Says a lot about their internal organisation structure for something like this to happen. Intern is the only tolerable excuse here, but even still why would you put a newbie in a position where they could brick thousands of vehicles with a slip of the finger?
I’d expect a tech company like Rivian who happens to sell a vehicle to know better than this 🤦♂️
wrong build with the wrong security certificates was sent out
Isn’t standard practice to validate signed code first before installing it? Hope the next update allows the car’s computer system to check the firmware signature before doing what I assume is an automatic installation…
may require physical repair in some cases
Ouch
I don’t follow your line about an intern. I don’t see it in the article and even if it were the case, an unqualified person being able to do this is on the seniors/leads. Throwing the intern under the bus is what scummy companies do to shift blame - see solar winds , where (spoiler) this strategy doesn’t seem to be working out
It’s more incompetent to allow an intern to fuck up production than it is to have normal developers make mistakes. It shows a complete lack of controls and care.
Yeah not the intern’s fault, the fault of the system that allowed the intern to be able to do it at all
Anyone who builds software that runs on actual hardware should know that you NEVER deploy builds that haven’t been fully exercised on actual hardware.

▸ **SOURCE DATA**
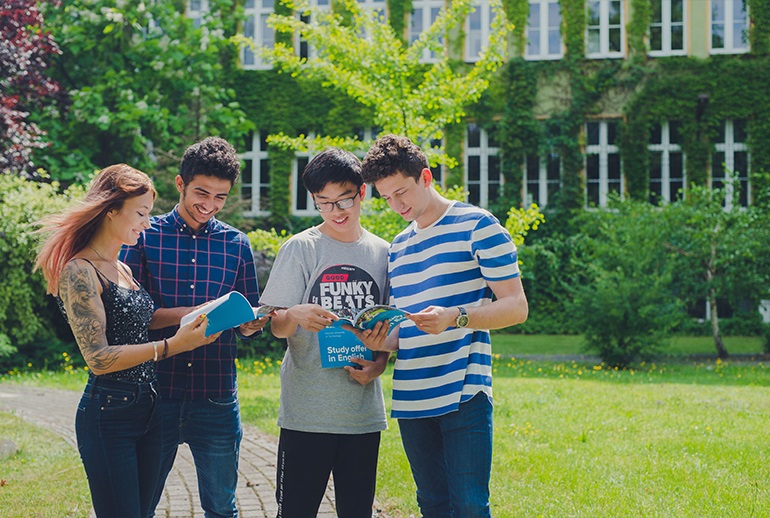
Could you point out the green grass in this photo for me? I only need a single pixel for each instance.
(45, 478)
(514, 344)
(577, 439)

▸ **WHAT YOU WILL DO**
Reproduce word for word the stretch of the Rivian update thread from "Yeah not the" through "on actual hardware.".

▸ **TASK ANSWER**
Yeah not the intern’s fault, the fault of the system that allowed the intern to be able to do it at all
Anyone who builds software that runs on actual hardware should know that you NEVER deploy builds that haven’t been fully exercised on actual hardware.